§ Extracted material:
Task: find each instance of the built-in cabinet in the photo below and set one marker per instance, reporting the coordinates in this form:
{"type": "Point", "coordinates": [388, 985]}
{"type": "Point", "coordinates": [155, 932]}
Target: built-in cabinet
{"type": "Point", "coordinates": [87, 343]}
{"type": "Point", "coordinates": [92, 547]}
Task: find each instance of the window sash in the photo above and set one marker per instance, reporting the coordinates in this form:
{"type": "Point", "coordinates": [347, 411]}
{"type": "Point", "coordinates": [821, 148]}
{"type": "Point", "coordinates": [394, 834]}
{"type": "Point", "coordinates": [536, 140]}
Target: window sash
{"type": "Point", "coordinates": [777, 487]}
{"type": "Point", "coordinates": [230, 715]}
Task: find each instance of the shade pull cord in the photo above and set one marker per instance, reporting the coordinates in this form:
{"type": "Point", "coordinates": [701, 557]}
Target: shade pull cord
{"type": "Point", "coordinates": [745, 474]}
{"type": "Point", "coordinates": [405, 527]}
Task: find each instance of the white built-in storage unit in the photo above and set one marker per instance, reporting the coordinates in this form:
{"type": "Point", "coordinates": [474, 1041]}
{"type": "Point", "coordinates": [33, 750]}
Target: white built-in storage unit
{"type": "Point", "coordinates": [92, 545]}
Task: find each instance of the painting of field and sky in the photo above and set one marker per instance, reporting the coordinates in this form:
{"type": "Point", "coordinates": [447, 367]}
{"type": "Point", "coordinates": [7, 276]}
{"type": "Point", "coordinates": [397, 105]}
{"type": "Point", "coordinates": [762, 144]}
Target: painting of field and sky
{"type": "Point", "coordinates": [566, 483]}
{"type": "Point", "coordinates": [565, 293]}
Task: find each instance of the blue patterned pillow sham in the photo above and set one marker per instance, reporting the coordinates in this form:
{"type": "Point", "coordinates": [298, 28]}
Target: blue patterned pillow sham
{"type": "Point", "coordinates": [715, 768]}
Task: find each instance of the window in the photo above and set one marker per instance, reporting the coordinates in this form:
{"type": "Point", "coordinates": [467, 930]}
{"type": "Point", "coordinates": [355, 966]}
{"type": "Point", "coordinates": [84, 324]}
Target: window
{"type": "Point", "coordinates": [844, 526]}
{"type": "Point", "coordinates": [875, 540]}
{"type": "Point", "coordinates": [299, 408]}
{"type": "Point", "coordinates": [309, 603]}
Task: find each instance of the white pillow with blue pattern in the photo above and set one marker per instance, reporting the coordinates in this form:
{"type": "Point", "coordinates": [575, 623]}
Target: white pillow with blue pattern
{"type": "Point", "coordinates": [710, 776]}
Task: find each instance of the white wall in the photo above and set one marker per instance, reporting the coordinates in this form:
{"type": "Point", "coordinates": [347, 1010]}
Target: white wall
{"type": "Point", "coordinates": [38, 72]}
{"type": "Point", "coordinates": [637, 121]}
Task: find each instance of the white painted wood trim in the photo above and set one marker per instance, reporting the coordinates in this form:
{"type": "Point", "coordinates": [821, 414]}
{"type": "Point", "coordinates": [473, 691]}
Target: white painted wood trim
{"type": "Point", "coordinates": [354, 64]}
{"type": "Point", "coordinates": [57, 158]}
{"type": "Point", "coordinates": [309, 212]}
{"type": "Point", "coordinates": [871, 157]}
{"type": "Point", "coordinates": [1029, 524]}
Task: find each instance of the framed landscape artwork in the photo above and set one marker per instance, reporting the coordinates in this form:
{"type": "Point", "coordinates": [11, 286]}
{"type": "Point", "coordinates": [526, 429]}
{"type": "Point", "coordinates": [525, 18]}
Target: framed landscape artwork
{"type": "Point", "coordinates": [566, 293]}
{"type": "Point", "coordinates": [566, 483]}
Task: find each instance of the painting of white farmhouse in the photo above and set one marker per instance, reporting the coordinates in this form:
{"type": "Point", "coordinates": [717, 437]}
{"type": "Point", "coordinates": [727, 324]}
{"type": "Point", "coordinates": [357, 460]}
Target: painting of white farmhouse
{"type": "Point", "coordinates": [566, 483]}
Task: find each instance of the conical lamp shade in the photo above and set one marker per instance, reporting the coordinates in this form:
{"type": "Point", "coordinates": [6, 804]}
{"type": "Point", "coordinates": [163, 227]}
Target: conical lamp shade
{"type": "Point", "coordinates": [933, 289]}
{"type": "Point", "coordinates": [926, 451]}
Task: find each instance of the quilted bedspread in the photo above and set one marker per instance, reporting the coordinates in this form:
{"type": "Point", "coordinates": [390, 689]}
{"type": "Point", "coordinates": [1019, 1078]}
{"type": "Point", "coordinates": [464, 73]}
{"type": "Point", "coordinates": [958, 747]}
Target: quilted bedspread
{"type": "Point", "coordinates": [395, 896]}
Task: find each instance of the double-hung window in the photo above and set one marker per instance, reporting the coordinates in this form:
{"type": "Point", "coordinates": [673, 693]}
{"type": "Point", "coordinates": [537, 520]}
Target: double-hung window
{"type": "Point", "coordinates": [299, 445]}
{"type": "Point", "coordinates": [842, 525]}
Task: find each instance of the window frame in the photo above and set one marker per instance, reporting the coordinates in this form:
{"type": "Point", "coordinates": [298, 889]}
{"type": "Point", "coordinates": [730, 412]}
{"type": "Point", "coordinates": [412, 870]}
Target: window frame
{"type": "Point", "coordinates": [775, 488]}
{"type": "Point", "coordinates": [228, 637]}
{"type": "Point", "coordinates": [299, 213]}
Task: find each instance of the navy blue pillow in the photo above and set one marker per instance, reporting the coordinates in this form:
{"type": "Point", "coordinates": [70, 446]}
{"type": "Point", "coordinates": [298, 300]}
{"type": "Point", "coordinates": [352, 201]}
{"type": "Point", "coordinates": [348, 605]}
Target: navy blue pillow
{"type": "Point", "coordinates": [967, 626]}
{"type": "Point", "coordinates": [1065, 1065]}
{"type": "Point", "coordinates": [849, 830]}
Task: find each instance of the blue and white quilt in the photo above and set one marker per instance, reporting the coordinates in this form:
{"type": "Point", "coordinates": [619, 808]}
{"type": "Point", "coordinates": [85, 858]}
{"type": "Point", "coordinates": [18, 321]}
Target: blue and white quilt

§ Task instructions:
Take the listing above and set it down exactly.

§ Worked solution:
Task: find each instance of the built-in cabinet in the photo below and set one marker per instance, reporting the coordinates in this form:
{"type": "Point", "coordinates": [388, 985]}
{"type": "Point", "coordinates": [155, 932]}
Target: built-in cabinet
{"type": "Point", "coordinates": [87, 343]}
{"type": "Point", "coordinates": [92, 547]}
Task: find each instance of the window sash in the photo above and set one marker per instance, reporting the coordinates in this form:
{"type": "Point", "coordinates": [347, 411]}
{"type": "Point", "coordinates": [821, 148]}
{"type": "Point", "coordinates": [394, 834]}
{"type": "Point", "coordinates": [536, 140]}
Target: window sash
{"type": "Point", "coordinates": [777, 487]}
{"type": "Point", "coordinates": [230, 715]}
Task: find each instance of the shade pull cord in the photo above and set one marker per instance, reporting the coordinates in this form:
{"type": "Point", "coordinates": [701, 557]}
Target: shade pull cord
{"type": "Point", "coordinates": [745, 474]}
{"type": "Point", "coordinates": [405, 527]}
Task: find each instance of the white built-in storage unit in the photo above and set one marker per instance, reporting the coordinates in this form:
{"type": "Point", "coordinates": [474, 1041]}
{"type": "Point", "coordinates": [33, 750]}
Target: white built-in storage unit
{"type": "Point", "coordinates": [92, 545]}
Task: find each instance of the painting of field and sky in the photo above and set one marker per instance, reporting the coordinates in this form:
{"type": "Point", "coordinates": [447, 367]}
{"type": "Point", "coordinates": [7, 276]}
{"type": "Point", "coordinates": [397, 105]}
{"type": "Point", "coordinates": [762, 144]}
Target: painting of field and sky
{"type": "Point", "coordinates": [566, 483]}
{"type": "Point", "coordinates": [565, 293]}
Task: find each instance of the blue patterned pillow sham in the photo above and set one marker per instance, reporting the coordinates in this form:
{"type": "Point", "coordinates": [298, 28]}
Target: blue patterned pillow sham
{"type": "Point", "coordinates": [715, 768]}
Task: find each instance of the window in the photo above and set one marker per instance, reporting the coordinates in this form:
{"type": "Point", "coordinates": [467, 930]}
{"type": "Point", "coordinates": [355, 966]}
{"type": "Point", "coordinates": [84, 324]}
Target: window
{"type": "Point", "coordinates": [844, 526]}
{"type": "Point", "coordinates": [875, 540]}
{"type": "Point", "coordinates": [299, 408]}
{"type": "Point", "coordinates": [309, 603]}
Task: find each instance of the white pillow with blue pattern in the photo above and set one marker per instance, reporting the coordinates in this form:
{"type": "Point", "coordinates": [575, 623]}
Target: white pillow with blue pattern
{"type": "Point", "coordinates": [710, 776]}
Task: find each instance of the white wall in the photo above and set one marker per instance, reporting the coordinates in this form:
{"type": "Point", "coordinates": [347, 1010]}
Target: white wall
{"type": "Point", "coordinates": [38, 72]}
{"type": "Point", "coordinates": [637, 121]}
Task: find each instance of the white painted wood trim in the photo above and set one marker per instance, reporting the coordinates in this form:
{"type": "Point", "coordinates": [821, 414]}
{"type": "Point", "coordinates": [473, 691]}
Target: white painted wood trim
{"type": "Point", "coordinates": [354, 64]}
{"type": "Point", "coordinates": [57, 158]}
{"type": "Point", "coordinates": [309, 212]}
{"type": "Point", "coordinates": [871, 157]}
{"type": "Point", "coordinates": [1029, 524]}
Task: find each instance of the framed landscape artwork in the photo above and set one marker per instance, reporting the coordinates in this form:
{"type": "Point", "coordinates": [11, 286]}
{"type": "Point", "coordinates": [526, 429]}
{"type": "Point", "coordinates": [525, 18]}
Target: framed landscape artwork
{"type": "Point", "coordinates": [566, 293]}
{"type": "Point", "coordinates": [566, 483]}
Task: find each instance of the painting of white farmhouse in the photo above and set one marker per instance, reporting the coordinates in this form:
{"type": "Point", "coordinates": [717, 437]}
{"type": "Point", "coordinates": [727, 324]}
{"type": "Point", "coordinates": [357, 460]}
Target: painting of white farmhouse
{"type": "Point", "coordinates": [566, 483]}
Task: find each instance of the conical lamp shade in the photo above and set one marker per instance, reporting the coordinates in this form:
{"type": "Point", "coordinates": [6, 804]}
{"type": "Point", "coordinates": [163, 227]}
Target: conical lamp shade
{"type": "Point", "coordinates": [933, 289]}
{"type": "Point", "coordinates": [926, 451]}
Task: find each instance of the quilted bedspread in the photo above and set one marker per instance, reporting the coordinates in this form:
{"type": "Point", "coordinates": [390, 689]}
{"type": "Point", "coordinates": [1019, 1078]}
{"type": "Point", "coordinates": [464, 73]}
{"type": "Point", "coordinates": [958, 747]}
Target: quilted bedspread
{"type": "Point", "coordinates": [395, 896]}
Task: find each instance of the double-hung window in the photo above and set one marker per instance, reporting the coordinates in this form:
{"type": "Point", "coordinates": [673, 693]}
{"type": "Point", "coordinates": [537, 520]}
Target: double-hung window
{"type": "Point", "coordinates": [299, 445]}
{"type": "Point", "coordinates": [842, 525]}
Task: find each instance of the window frame in the photo above and set one marker per instance, reporting the coordinates in this form:
{"type": "Point", "coordinates": [298, 889]}
{"type": "Point", "coordinates": [730, 412]}
{"type": "Point", "coordinates": [412, 870]}
Target: window frame
{"type": "Point", "coordinates": [775, 488]}
{"type": "Point", "coordinates": [228, 637]}
{"type": "Point", "coordinates": [299, 213]}
Task: find each instance of the navy blue pillow in the photo above and set one marker per instance, reporting the coordinates in this form:
{"type": "Point", "coordinates": [70, 446]}
{"type": "Point", "coordinates": [298, 300]}
{"type": "Point", "coordinates": [352, 201]}
{"type": "Point", "coordinates": [348, 605]}
Target: navy blue pillow
{"type": "Point", "coordinates": [967, 626]}
{"type": "Point", "coordinates": [1065, 1065]}
{"type": "Point", "coordinates": [849, 830]}
Task: find each instance of the blue and white quilt in the photo above and set one marker per instance, reporting the coordinates in this form:
{"type": "Point", "coordinates": [619, 808]}
{"type": "Point", "coordinates": [85, 858]}
{"type": "Point", "coordinates": [18, 321]}
Target: blue and white quilt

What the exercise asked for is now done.